§ **Task**
Copy the rows word for word, starting at the line that contains "of the sky in" and ending at the line that contains "point(217, 228)", with both of those lines included. Leave the pictures out of your copy.

§ **Input material**

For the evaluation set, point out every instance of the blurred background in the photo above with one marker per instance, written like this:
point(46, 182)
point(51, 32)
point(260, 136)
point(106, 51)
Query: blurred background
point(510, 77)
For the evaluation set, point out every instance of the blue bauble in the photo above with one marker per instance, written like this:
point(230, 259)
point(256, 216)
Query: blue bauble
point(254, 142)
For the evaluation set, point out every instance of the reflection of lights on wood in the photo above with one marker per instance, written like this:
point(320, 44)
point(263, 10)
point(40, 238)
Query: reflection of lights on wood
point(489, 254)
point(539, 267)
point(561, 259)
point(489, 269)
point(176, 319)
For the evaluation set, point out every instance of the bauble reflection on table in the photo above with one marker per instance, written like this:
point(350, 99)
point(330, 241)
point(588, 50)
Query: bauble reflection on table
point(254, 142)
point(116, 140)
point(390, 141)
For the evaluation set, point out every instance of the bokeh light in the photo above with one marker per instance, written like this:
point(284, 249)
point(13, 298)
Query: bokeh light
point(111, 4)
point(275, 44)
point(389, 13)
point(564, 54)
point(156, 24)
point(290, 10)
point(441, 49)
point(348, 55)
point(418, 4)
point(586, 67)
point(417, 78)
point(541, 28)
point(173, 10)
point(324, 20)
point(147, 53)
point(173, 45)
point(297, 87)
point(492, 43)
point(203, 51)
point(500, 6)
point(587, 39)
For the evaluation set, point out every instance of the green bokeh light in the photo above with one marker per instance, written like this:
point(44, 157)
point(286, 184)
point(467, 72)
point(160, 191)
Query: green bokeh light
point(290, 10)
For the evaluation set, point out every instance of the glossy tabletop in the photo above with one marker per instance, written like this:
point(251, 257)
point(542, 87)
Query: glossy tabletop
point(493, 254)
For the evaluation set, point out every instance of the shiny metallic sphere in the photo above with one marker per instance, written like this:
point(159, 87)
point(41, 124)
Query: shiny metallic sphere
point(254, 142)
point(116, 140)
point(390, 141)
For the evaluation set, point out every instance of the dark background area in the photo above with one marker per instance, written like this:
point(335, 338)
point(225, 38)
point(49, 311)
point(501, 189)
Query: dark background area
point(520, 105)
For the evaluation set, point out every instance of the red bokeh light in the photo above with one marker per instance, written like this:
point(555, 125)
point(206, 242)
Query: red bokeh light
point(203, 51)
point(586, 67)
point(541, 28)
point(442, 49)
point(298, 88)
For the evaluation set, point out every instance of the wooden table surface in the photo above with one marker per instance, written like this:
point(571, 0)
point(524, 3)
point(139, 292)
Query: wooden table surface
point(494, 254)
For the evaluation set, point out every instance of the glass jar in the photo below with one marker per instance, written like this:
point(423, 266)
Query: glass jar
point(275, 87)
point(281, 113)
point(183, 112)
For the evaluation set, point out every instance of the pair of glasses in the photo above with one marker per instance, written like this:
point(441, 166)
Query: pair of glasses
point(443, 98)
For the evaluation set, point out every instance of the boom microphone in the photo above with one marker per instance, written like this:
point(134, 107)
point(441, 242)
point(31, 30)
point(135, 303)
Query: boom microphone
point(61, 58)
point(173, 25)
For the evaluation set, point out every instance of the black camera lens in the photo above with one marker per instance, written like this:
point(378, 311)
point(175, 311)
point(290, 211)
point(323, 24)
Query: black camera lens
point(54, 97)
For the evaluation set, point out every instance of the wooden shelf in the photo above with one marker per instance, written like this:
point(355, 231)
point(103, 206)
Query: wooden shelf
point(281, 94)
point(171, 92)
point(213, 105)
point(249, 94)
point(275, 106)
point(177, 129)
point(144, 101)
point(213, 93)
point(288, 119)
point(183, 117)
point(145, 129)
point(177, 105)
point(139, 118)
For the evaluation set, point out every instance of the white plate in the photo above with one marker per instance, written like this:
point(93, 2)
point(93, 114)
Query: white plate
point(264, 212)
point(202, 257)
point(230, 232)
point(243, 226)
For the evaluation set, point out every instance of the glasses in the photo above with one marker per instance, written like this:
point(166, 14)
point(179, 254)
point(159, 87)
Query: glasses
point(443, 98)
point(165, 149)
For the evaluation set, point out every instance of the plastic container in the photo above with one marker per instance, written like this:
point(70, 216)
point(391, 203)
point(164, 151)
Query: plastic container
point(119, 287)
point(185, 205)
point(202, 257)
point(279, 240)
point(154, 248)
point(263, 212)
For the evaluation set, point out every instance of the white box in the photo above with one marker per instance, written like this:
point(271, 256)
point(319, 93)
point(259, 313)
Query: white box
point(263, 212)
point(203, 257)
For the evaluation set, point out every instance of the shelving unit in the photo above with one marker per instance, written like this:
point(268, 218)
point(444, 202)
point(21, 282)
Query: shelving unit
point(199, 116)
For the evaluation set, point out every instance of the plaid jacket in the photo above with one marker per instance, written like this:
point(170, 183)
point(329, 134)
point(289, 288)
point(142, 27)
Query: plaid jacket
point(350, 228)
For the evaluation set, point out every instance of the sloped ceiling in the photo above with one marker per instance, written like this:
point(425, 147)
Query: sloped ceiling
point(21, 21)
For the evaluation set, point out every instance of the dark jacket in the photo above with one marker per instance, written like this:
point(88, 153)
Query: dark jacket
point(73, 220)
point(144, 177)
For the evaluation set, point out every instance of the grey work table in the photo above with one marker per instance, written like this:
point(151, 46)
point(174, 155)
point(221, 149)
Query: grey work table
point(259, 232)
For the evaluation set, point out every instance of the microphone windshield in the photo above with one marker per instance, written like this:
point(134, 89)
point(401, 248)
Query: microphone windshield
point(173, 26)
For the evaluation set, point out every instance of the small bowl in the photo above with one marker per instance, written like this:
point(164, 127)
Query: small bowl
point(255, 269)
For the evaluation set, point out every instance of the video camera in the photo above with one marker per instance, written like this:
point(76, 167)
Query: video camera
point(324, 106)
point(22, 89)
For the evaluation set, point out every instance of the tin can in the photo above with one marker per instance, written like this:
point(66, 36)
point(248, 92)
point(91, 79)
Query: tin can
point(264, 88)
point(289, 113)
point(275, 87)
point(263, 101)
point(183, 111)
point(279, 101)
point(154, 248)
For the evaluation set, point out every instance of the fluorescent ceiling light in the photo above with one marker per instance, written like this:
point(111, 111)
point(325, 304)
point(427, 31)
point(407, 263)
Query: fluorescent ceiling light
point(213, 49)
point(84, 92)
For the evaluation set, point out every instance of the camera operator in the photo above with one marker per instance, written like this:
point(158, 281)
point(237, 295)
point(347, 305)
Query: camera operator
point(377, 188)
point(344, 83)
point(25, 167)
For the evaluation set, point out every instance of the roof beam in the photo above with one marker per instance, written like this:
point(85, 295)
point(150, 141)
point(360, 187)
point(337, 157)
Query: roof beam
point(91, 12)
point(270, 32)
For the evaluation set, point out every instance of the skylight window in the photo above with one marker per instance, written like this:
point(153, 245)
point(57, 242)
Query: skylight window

---

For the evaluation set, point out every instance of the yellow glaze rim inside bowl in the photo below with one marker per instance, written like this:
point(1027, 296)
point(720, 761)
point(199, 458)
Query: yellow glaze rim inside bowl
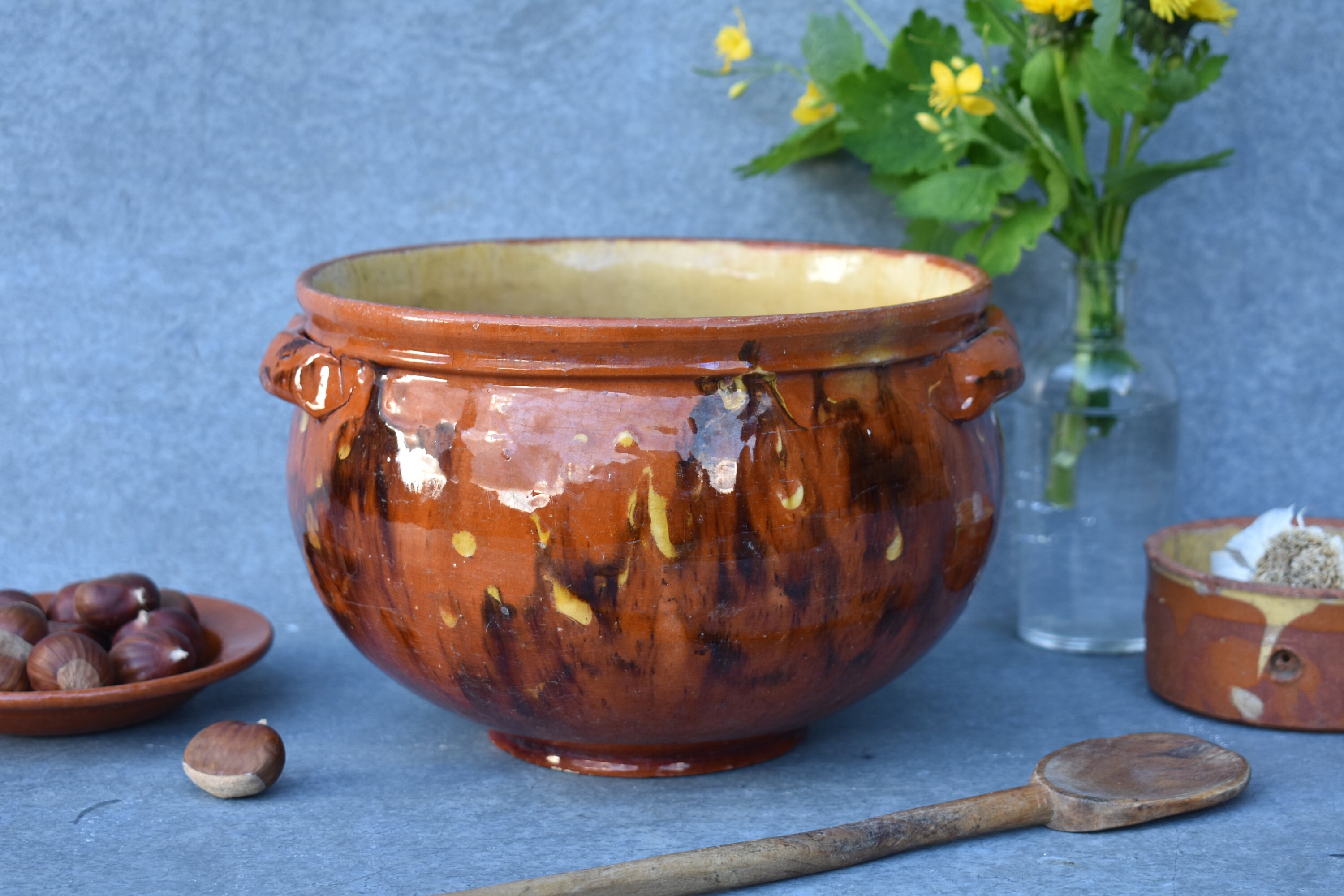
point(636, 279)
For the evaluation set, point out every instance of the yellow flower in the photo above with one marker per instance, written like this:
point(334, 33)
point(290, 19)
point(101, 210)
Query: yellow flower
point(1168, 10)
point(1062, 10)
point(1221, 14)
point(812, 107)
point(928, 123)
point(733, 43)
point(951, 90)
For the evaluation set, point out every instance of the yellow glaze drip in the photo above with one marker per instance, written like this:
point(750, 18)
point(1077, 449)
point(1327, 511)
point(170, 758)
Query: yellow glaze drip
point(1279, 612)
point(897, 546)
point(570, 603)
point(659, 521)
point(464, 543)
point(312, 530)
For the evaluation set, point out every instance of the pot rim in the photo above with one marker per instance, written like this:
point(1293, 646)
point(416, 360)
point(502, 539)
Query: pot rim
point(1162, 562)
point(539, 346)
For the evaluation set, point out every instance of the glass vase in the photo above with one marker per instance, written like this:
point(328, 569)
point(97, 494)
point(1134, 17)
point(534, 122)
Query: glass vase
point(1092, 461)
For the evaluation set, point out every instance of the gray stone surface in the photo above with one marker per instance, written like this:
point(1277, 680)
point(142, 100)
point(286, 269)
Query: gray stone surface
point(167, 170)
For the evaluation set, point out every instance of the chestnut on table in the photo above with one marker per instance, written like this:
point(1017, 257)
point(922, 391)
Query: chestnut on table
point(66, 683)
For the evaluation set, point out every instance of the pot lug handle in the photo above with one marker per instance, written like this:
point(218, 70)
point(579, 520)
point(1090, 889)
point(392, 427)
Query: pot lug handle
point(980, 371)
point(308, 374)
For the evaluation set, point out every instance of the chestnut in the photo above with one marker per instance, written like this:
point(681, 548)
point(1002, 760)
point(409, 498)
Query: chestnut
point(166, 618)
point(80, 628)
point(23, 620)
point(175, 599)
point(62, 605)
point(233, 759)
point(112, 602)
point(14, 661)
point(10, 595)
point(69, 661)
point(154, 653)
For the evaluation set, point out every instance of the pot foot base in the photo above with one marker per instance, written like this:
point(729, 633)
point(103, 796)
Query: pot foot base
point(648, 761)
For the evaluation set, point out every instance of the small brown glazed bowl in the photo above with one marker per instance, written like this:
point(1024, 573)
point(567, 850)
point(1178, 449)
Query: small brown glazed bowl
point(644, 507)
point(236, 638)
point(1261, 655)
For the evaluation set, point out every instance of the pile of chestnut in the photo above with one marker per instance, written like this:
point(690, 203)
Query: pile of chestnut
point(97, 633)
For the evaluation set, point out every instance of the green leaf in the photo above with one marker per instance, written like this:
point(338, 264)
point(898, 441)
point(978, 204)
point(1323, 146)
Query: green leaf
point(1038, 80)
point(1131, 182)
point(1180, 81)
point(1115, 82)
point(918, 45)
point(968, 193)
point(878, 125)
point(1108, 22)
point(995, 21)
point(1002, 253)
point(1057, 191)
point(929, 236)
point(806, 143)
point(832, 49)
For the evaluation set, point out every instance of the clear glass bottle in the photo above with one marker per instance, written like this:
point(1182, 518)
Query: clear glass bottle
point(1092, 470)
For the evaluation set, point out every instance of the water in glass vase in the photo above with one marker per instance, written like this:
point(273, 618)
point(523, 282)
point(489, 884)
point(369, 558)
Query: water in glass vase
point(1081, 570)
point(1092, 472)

...

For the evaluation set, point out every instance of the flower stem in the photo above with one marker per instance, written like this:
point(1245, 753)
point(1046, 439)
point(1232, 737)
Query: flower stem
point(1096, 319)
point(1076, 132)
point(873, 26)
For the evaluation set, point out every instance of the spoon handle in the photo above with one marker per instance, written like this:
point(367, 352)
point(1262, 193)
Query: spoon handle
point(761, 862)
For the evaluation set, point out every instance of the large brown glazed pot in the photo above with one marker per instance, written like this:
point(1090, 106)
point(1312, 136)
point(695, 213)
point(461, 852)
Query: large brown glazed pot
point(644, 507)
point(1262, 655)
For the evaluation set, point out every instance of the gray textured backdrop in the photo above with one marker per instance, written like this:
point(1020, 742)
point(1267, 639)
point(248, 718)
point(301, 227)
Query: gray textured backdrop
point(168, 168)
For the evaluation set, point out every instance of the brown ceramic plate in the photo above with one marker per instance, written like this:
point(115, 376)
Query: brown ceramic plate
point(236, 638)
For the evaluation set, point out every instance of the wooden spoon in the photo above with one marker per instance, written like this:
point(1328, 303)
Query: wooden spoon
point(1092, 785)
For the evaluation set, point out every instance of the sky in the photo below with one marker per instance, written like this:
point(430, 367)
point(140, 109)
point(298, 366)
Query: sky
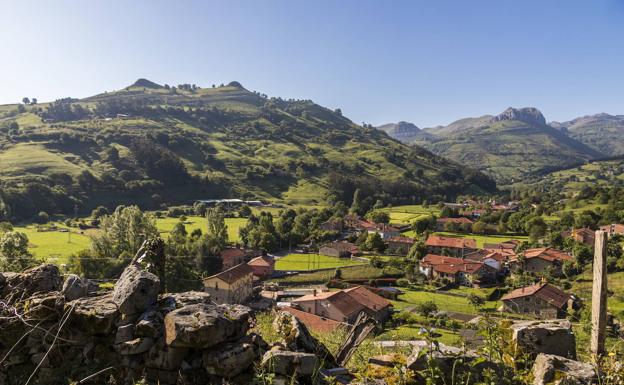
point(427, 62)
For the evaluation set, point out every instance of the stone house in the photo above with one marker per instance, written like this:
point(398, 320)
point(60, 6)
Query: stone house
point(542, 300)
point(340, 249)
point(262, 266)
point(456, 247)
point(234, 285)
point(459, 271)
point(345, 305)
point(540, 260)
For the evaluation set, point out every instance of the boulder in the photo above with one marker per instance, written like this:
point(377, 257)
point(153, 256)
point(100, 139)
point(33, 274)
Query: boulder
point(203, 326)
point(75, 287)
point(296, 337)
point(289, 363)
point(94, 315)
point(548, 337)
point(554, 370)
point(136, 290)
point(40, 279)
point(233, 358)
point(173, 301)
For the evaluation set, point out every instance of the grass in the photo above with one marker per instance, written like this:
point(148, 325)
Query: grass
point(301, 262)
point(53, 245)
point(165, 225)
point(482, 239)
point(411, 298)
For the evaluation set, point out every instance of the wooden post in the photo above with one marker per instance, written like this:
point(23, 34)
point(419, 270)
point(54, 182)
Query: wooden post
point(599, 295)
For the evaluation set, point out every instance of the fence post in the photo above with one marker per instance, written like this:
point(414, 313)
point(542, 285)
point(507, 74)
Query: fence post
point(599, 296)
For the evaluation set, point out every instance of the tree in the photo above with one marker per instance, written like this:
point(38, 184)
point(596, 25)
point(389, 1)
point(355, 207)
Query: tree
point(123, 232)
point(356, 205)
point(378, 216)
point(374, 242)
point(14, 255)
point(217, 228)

§ **Output of the task**
For the evaluation set, point out every instance of the sky in the photo below with one marker per instance, written like this:
point(430, 367)
point(140, 109)
point(298, 366)
Query: sky
point(427, 62)
For the evaluation set, point out every instance of the stone house in the photo above with one marker per instance, written like this:
point(398, 320)
point(60, 6)
Query: stone house
point(542, 300)
point(340, 249)
point(262, 266)
point(456, 247)
point(234, 285)
point(459, 271)
point(345, 305)
point(540, 260)
For the evaluation set, point out every instance of the boulder in the photo above with one marker per instance, written like this:
point(377, 257)
point(153, 256)
point(100, 139)
point(33, 274)
Query: boulder
point(203, 326)
point(75, 287)
point(296, 337)
point(289, 363)
point(94, 315)
point(548, 337)
point(554, 370)
point(136, 290)
point(40, 279)
point(233, 358)
point(173, 301)
For the evaluation set, point out every instance of the grass in the photo above with one marker per instance, written like this:
point(148, 325)
Query: grass
point(301, 262)
point(53, 245)
point(165, 225)
point(482, 239)
point(411, 298)
For the evaluation set, point out every instance of the wooden post in the photo above with one marker per instance, written like this:
point(23, 34)
point(419, 270)
point(54, 182)
Query: wooden post
point(599, 295)
For the evaluation set, point out every instance of the fence post in the photo above with one marker per instance, written like this:
point(414, 313)
point(542, 285)
point(507, 74)
Query: fence post
point(599, 296)
For the evaluation set, point out every instance of the tree in the photo above with one marker per instance, written like this:
point(38, 184)
point(596, 25)
point(389, 1)
point(355, 207)
Query: tree
point(123, 232)
point(356, 205)
point(378, 216)
point(374, 242)
point(14, 255)
point(217, 228)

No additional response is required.